# TEXT EXCERPT start

Software Developer Blog: Running away

2022-11-01 13:35

After spending a long time updating GeNN's code generator to generate more efficient CUDA kernels which have the side benefit of compiling much more quickly, there remained something of a dirty secret. The runner.cc file which contains the helper functions generated by GeNN for allocating memory and copying variables between GPU and CPU could still easily grow to the point that compilation would take an extremely long time and consume all available memory. For our multi-area model implementation, I added various options which turn off the generation of empty functions and, as everything in this model was generated on the GPU anyway, I also turned off the generation of host copies of almost all variables. This resulted in a paltry 40 mbyte runner.cc which compiled in a couple of minutes which, for a model this size, is just about acceptable. However, as users have started making bigger models and not always wanting to generate everything on the GPU, this issue has kept reappearing.

Jinjaly investigating

To investigate this in a slightly simpler way than just building larger and larger GeNN models until things break, I used Jinja to build a template that could generate fake runner.cc files containing varying number of arrays, representing the state variables in a real model. The heart of this template looked something like this:

// Push and pull functions
{% for array in arrays %}
void push{{array.name}}ToDevice() {
    CHECK_CUDA_ERRORS(cudaMemcpy(d_{{array.name}}, {{array.name}}, 
                                 {{array.size}} * sizeof(float), 
                                 cudaMemcpyHostToDevice));
}

void pull{{array.name}}FromDevice() {
    CHECK_CUDA_ERRORS(cudaMemcpy({{array.name}}, d_{{array.name}}, 
                                 {{array.size}}  * sizeof(float), 
                                 cudaMemcpyDeviceToHost));
}
{% endfor %}

void allocateMem()

# TEXT EXCERPT end
# GIVEN DATA start

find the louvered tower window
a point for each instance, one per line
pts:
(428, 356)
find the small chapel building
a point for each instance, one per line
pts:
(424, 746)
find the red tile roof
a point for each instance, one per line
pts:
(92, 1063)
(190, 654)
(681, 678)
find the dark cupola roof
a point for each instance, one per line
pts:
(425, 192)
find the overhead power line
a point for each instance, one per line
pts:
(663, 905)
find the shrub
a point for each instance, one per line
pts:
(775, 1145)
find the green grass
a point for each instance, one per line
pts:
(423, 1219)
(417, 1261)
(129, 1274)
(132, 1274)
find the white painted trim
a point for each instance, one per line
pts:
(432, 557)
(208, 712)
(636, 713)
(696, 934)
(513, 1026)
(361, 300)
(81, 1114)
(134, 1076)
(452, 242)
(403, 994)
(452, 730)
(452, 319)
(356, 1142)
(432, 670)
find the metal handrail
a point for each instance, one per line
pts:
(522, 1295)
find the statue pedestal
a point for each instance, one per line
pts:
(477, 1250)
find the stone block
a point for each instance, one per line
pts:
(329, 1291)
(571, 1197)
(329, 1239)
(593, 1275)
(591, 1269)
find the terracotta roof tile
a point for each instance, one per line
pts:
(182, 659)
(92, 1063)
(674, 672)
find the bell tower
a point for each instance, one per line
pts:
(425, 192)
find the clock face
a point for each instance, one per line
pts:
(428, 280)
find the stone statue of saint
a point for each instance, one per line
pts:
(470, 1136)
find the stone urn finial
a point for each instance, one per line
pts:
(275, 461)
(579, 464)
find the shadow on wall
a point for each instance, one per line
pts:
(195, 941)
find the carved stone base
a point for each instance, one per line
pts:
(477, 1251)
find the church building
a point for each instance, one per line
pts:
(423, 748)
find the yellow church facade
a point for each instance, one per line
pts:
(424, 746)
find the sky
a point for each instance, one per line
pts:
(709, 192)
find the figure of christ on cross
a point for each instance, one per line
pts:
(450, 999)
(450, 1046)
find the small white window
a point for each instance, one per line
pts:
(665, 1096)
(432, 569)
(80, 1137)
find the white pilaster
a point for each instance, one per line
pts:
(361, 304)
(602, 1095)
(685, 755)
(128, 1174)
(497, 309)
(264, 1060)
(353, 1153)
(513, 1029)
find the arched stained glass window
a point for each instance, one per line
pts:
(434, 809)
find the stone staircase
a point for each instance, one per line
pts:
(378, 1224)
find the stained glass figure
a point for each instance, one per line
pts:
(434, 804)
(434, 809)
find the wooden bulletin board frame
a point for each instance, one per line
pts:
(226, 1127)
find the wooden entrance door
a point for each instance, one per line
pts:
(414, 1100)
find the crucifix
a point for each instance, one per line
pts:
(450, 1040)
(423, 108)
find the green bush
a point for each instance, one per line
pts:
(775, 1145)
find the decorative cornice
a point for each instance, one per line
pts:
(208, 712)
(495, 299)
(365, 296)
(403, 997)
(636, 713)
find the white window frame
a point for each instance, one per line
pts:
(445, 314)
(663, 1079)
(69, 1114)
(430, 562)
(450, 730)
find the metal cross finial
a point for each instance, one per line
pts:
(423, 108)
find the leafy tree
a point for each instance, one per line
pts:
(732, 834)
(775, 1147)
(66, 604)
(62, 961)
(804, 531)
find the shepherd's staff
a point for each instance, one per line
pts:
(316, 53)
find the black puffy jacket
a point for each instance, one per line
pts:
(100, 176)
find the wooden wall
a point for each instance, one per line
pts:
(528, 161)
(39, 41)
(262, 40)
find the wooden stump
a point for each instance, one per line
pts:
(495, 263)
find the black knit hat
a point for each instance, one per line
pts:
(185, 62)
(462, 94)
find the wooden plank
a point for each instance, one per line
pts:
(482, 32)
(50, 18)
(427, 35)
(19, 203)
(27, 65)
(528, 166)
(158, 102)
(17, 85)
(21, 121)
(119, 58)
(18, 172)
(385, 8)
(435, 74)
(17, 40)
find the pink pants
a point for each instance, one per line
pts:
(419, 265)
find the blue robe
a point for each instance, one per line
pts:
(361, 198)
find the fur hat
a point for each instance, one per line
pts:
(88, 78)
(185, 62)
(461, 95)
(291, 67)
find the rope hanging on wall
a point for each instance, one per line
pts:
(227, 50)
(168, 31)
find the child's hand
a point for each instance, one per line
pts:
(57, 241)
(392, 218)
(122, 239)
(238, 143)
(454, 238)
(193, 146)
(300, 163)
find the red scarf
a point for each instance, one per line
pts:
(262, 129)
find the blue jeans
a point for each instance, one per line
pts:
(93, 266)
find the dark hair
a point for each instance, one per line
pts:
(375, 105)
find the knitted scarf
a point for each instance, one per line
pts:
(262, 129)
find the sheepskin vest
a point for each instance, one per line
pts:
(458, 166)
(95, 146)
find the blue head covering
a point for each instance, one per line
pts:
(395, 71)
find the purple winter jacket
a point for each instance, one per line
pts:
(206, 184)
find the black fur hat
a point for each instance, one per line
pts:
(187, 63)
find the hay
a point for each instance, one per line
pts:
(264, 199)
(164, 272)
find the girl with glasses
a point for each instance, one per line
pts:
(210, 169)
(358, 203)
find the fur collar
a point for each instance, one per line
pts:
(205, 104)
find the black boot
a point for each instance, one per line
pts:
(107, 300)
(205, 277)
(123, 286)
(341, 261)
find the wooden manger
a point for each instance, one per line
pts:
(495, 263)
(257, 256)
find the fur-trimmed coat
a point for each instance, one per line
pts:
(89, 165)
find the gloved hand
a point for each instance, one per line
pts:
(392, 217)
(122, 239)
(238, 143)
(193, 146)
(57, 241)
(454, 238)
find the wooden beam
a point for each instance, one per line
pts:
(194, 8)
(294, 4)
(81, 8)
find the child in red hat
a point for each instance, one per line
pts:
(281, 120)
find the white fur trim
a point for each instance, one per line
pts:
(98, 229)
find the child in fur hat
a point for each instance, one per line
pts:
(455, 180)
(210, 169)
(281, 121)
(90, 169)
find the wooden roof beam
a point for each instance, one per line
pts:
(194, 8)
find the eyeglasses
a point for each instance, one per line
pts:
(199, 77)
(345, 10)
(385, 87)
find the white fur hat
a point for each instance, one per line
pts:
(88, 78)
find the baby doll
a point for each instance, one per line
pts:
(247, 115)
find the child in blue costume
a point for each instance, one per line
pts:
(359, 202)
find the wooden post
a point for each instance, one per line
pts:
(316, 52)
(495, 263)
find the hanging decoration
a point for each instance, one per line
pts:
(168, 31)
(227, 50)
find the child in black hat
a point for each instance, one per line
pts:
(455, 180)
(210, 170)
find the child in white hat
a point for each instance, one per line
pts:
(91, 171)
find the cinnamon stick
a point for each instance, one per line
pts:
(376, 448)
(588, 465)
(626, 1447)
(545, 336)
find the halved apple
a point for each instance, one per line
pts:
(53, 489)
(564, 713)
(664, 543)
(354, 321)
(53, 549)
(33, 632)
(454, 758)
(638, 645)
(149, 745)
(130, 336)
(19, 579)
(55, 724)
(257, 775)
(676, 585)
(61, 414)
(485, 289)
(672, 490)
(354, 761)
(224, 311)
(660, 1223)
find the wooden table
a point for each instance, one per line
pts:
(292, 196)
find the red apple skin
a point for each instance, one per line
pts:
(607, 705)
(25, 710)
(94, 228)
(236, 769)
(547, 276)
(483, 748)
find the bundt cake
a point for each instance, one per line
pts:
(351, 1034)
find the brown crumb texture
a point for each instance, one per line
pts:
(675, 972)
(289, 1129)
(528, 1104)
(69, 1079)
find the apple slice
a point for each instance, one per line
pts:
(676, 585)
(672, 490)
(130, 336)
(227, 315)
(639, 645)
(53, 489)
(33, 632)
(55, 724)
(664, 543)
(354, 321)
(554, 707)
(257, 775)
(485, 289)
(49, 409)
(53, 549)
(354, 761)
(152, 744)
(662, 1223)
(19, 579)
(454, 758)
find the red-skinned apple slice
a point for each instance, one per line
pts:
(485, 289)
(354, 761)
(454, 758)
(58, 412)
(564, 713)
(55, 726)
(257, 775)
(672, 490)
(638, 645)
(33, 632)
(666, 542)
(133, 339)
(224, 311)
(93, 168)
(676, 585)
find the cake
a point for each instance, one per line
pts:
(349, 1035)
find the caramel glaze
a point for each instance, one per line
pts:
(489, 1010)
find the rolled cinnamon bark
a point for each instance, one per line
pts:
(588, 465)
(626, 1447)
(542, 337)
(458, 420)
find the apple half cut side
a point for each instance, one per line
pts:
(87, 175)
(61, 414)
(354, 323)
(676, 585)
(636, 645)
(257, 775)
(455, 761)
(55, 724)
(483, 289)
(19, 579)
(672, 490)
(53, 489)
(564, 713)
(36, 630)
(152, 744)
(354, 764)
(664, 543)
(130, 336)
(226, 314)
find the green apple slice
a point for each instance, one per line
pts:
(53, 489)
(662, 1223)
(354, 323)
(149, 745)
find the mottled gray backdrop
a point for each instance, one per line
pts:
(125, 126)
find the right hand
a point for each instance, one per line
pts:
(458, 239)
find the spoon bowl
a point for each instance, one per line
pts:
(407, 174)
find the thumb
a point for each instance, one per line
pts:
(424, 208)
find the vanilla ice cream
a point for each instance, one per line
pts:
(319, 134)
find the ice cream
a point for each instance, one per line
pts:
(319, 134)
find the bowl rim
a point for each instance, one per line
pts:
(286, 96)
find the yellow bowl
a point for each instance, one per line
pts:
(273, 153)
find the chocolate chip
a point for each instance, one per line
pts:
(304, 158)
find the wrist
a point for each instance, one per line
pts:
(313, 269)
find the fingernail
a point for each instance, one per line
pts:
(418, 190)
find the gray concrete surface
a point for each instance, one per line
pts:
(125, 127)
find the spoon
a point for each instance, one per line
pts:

# GIVEN DATA end

#### SHORT PROBLEM
Continue the blog post on GeNN's slow runner.cc compilation, picking up right after its final line of code.

#### SOLVED EXERCISE
{
    CHECK_CUDA_ERRORS(cudaSetDevice(0));

    {% for array in arrays %}
    CHECK_CUDA_ERRORS(cudaHostAlloc(&{{array.name}}, 
                                    {{array.size}} * sizeof(float), 
                                    cudaHostAllocPortable));
    CHECK_CUDA_ERRORS(cudaMalloc(&d_{{array.name}}, 
                                 {{array.size}} * sizeof(float)));
    {% endfor %}    
}

this template (saved in runner.cc.template) could then be used to generate C++ and print it to stdout like:

from jinja2 import Template

with open("runner.cc.template", "r") as file:
    template = Template(file.read())

arrays = [{"name": f"array_{i}", "size": 1000} 
          for i in range(num_arrays)]


print(template.render(arrays=arrays))

On Linux, the C++ could then be built using the same command line used by GeNN itself (some options omitted for brevity) and timed using the /usr/bin/time (I recently discovered that command time can be used as an alternative way of disambiguating this from the bash builtin time):

/usr/bin/time -v nvcc -c -x cu -arch sm_86 -std=c++11 test.cc

Initial experiments showed that while both the wall clock time and maximum resident set size (roughly analagous to peak physical memory usage) grow approximately linearly (much to my relief after reading way too many horror stories on Bruce Dawson's excellent blog) with the number of arrays, it still grew extremely rapidly:

Relationship between runner size; and compile time and memory usage

Therefore, a model with 10000 arrays will take over 4 minutes and around 8 gbyte of memory to compile — neither of which are really acceptable. To put this in perspective, if you split a model up into about 100 populations and connect most of the permutations together (this is an all-too-reasonable assumption in many areas of the mammalian brain), you could easily reach this many variables.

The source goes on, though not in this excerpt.